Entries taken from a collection
Start of Block
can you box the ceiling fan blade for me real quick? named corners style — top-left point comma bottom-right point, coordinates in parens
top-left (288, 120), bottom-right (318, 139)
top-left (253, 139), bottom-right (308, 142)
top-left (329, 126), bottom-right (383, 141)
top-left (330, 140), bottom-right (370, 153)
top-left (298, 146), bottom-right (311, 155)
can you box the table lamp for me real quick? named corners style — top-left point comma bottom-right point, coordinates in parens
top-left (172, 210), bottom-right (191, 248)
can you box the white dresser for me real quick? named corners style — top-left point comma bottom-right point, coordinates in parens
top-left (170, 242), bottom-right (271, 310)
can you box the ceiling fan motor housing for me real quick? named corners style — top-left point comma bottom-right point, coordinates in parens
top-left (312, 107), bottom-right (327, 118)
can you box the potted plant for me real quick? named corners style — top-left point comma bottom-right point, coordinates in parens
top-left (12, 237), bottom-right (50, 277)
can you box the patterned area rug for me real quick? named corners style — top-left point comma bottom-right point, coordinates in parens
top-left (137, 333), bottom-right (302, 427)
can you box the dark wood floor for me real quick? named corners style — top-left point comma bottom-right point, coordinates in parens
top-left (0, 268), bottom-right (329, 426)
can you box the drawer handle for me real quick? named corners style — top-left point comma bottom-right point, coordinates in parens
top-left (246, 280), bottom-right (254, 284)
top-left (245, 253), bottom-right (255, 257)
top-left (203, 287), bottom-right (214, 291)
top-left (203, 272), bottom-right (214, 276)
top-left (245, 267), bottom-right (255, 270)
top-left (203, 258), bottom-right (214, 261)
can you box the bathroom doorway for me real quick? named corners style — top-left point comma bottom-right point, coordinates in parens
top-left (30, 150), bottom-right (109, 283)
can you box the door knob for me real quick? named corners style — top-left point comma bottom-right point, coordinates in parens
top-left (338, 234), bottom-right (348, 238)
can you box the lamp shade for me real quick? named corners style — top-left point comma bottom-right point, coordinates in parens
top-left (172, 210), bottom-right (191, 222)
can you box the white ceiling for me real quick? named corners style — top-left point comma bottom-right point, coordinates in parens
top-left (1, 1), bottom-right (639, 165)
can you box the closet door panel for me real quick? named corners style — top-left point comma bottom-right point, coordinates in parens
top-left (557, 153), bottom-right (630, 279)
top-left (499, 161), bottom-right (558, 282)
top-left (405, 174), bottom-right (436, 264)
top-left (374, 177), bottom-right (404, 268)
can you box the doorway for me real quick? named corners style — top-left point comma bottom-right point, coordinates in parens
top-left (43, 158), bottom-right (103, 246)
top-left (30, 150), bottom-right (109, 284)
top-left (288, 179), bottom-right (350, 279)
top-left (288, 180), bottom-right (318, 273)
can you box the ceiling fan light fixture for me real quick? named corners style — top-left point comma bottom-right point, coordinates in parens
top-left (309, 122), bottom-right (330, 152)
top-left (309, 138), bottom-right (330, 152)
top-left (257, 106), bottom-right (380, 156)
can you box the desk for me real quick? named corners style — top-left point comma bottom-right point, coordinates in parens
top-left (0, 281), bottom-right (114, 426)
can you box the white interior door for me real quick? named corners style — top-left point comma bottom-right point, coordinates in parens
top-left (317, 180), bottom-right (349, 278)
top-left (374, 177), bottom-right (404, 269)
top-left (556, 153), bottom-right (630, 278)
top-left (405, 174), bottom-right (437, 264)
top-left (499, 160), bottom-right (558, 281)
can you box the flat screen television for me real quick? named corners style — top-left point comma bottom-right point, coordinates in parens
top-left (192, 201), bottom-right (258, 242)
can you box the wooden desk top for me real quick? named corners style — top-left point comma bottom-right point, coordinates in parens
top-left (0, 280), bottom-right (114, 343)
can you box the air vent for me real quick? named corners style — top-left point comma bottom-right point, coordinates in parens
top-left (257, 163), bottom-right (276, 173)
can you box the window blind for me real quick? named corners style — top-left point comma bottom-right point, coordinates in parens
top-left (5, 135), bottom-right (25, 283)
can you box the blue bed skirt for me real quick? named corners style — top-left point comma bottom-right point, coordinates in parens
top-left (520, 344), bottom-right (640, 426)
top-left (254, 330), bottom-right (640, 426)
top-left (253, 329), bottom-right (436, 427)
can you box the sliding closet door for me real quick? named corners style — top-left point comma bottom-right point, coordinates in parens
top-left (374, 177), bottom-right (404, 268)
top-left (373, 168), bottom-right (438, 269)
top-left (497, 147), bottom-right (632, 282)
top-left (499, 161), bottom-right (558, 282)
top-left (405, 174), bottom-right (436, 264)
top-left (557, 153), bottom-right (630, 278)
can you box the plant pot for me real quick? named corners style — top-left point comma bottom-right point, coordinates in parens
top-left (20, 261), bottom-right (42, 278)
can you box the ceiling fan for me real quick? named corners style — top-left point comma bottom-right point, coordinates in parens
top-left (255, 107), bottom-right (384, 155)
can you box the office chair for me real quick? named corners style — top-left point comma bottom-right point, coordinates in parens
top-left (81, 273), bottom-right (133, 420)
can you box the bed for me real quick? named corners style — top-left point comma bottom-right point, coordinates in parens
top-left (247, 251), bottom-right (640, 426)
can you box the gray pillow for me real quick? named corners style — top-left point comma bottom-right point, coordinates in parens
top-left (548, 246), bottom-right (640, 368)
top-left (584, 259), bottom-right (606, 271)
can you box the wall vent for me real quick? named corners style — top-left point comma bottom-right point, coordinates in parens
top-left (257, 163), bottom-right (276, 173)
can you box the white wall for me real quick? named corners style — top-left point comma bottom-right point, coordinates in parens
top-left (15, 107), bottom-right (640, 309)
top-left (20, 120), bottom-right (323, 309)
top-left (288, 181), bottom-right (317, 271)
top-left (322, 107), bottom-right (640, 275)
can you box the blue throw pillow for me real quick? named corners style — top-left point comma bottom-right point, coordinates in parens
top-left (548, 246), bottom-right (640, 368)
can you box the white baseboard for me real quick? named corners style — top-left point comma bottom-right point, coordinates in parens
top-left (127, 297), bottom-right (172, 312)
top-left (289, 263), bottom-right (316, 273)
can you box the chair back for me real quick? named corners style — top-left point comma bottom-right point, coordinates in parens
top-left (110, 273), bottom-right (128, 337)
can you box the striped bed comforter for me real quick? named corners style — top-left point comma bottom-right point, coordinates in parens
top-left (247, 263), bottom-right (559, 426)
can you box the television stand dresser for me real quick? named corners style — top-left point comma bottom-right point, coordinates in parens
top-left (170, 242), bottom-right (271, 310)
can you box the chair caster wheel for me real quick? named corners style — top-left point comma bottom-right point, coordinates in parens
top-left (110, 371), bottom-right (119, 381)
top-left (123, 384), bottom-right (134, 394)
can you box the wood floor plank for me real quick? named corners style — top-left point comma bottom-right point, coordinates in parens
End of Block
WHAT IS NEEDED
The answer is a portion of the data. Write out exactly the line with "can you box the chair caster" and all lines after it.

EXERCISE RESULT
can you box the chair caster wheel for me real quick? named corners style — top-left point comma bottom-right point, coordinates in parens
top-left (110, 371), bottom-right (119, 381)
top-left (123, 384), bottom-right (134, 394)
can you box the wood floor plank for me real quick? named corners style — top-left point comma bottom-right point, coordinates in parens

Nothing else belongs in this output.